Tasks to complete:
1. Quote the question-generation post from "out_.append(t5_e2es_tokenizer.decode(token))" up to and including "single-task qg model.".
2. Write what comes next in the forum post about end-to-end question generation with the transformers library, picking up after its final sentence.

Source extract:

▼

End-to-End Question Generation directly from /trasnformers library
I'm trying to generate questions using "valhalla/t5-base-e2e-qg" End-to-End model directly from the /transformers library.
My code:
# Item No. 1
text1 = "Chicken Samosa costs $6.95"
text2 = "Chicken Samosa has Crispy Wrappers filled with Spiced Chicken."
text3 = "Chicken Samosa is served with Cilantro Dipping Sauce."
t5_e2es_tokenizer = AutoTokenizer.from_pretrained("valhalla/t5-small-e2e-qg")
t5_e2es_model = AutoModelWithLMHead.from_pretrained("valhalla/t5-small-e2e-qg")
enc = t5_e2es_tokenizer([text2], return_tensors="pt")
input_ids = enc["input_ids"]
attention_mask = enc["attention_mask"] # necessary if padding is enabled so the model won't attend pad tokens
t5e2es_tokens = t5_e2es_model.generate(input_ids=input_ids, attention_mask=attention_mask
, num_beams=10, num_return_sequences=3
)
out_ = []
for token in t5e2es_tokens:
print(t5_e2es_tokenizer.decode(token))
out_.append(t5_e2es_tokenizer.decode(token))
This is the output I get:
Chicken Samosa has Crisp Wrappers filled with Spiced Chicken Samosa has Chicken Samosa has Crisp Wrappers filled with Spice Chicken Samosa has Crisp Chicken Samosa has Crisp Wrappers filled with Spiced Chicken. Crisp Wrappers filled
Where did I go wrong? I thought I just had to follow the same procedure which I did for single-task qg model.

▲

Provided material:

▼

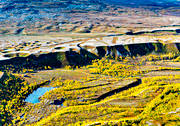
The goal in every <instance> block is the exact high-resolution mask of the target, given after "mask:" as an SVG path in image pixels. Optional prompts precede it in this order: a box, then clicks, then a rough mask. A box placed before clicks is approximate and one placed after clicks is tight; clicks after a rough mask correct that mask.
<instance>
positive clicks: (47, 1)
mask: <svg viewBox="0 0 180 126" xmlns="http://www.w3.org/2000/svg"><path fill="white" fill-rule="evenodd" d="M163 15H165V17H166V18H168V17H167V15H168V16H177V17H180V1H179V0H0V34H21V33H23V34H26V33H27V34H28V33H32V34H35V33H37V32H59V31H63V32H64V31H65V32H66V31H68V32H74V31H75V32H92V31H93V32H100V31H101V32H106V31H111V32H113V30H112V29H116V28H117V27H121V26H123V27H124V26H126V25H127V26H130V25H131V27H147V26H148V27H149V26H164V25H165V26H166V25H171V24H173V25H179V21H178V19H175V18H174V17H173V18H171V20H168V19H169V18H168V19H167V20H166V19H157V17H158V18H159V17H163ZM146 17H147V19H146ZM152 17H155V18H156V20H152V21H153V22H152V24H151V19H149V18H152ZM131 19H133V20H131ZM136 19H137V20H136ZM144 19H145V20H144ZM161 20H162V21H161ZM129 24H130V25H129ZM99 26H100V27H99ZM102 26H103V27H102ZM112 27H113V28H112ZM114 27H115V28H114ZM94 28H95V29H94ZM93 29H94V30H93ZM102 29H103V30H102ZM24 31H25V32H24ZM115 31H116V30H115Z"/></svg>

▲

Results for the exercise:
1.
out_.append(t5_e2es_tokenizer.decode(token))
This is the output I get:
Chicken Samosa has Crisp Wrappers filled with Spiced Chicken Samosa has Chicken Samosa has Crisp Wrappers filled with Spice Chicken Samosa has Crisp Chicken Samosa has Crisp Wrappers filled with Spiced Chicken. Crisp Wrappers filled
Where did I go wrong? I thought I just had to follow the same procedure which I did for single-task qg model.

2.
Hi. Any comments on this? @patil-suraj
Hi @vidyap-xgboost
For e2e models, we need different generate parameters and the text needs to be prefixed with generate questions: .
Also </s> should be added at the end for all of these T5 models.
you can try this
text2 = "generate questions: Chicken Samosa has Crispy Wrappers filled with Spiced Chicken. </s>"
enc = t5_e2es_tokenizer([text2], return_tensors="pt")
input_ids = enc["input_ids"]
attention_mask = enc["attention_mask"] # necessary if padding is enabled so the model won't attend pad tokens
t5e2es_tokens = t5_e2es_model.generate(
input_ids=input_ids,
attention_mask=attention_mask,
num_beams=4,
max_length=256,
no_repeat_ngram_size=3,
length_penalty=1.5,
early_stopping=True,
)
out_ = []
for token in t5e2es_tokens:
print(t5_e2es_tokenizer.decode(token))
out_.append(t5_e2es_tokenizer.decode(token))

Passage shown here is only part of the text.